### MATERIAL PROVIDED ###

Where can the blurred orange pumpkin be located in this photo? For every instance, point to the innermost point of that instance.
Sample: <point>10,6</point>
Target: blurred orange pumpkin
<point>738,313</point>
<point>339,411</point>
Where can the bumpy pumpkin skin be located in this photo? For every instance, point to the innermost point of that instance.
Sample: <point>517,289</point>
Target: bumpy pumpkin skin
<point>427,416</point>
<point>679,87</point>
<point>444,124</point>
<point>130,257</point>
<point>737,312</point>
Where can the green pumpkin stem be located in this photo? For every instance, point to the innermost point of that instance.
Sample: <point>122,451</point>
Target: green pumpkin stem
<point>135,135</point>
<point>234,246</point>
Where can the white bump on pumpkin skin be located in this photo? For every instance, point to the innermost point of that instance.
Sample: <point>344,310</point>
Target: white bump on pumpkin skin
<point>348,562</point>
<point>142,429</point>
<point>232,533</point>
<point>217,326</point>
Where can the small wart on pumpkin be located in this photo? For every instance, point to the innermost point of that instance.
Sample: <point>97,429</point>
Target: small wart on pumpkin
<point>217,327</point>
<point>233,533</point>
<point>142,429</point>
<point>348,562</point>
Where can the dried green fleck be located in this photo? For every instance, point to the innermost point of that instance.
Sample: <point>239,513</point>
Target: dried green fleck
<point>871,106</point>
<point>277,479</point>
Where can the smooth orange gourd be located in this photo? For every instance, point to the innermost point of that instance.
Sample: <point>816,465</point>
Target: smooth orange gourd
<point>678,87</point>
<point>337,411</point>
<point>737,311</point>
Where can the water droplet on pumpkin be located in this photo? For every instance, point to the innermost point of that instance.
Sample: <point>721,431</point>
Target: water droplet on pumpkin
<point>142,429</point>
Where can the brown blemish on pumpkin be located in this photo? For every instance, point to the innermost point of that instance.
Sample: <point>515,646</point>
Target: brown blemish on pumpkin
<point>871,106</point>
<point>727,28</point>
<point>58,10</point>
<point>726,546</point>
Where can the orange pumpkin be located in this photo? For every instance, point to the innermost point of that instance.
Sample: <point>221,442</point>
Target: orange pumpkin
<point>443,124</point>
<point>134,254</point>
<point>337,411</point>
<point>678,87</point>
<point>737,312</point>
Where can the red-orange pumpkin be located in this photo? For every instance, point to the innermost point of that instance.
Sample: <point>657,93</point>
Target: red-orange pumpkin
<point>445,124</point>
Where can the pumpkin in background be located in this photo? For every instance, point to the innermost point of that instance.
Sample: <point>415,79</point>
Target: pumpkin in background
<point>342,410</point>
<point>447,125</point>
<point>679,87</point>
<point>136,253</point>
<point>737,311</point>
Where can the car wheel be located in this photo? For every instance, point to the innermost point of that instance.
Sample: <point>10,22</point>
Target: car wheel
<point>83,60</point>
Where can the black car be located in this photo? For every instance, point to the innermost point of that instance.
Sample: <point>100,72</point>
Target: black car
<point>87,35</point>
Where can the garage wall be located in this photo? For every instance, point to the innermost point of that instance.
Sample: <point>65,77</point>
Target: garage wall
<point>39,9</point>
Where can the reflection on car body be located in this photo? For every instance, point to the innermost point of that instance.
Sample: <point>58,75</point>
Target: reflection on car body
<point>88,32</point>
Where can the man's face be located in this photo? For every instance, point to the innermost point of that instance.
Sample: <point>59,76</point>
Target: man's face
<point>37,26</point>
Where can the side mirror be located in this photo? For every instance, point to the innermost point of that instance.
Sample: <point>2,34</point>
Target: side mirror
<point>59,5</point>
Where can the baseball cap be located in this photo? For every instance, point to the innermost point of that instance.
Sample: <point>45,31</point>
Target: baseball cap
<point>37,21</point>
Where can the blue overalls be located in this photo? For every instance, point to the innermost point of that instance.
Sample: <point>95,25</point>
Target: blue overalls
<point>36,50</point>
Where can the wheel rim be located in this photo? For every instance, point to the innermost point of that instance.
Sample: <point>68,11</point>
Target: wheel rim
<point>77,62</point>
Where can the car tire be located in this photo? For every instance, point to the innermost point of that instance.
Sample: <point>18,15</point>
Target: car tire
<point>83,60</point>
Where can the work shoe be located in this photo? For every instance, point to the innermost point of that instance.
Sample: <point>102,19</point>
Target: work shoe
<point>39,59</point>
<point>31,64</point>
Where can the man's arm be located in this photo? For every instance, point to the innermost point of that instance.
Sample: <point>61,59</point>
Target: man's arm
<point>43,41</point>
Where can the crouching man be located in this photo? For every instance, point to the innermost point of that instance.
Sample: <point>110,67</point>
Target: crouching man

###

→ **WORK TO COMPLETE**: Looking at the data above, say how many lines include the string "crouching" and add nothing.

→ **THE COMPLETED TASK**: 2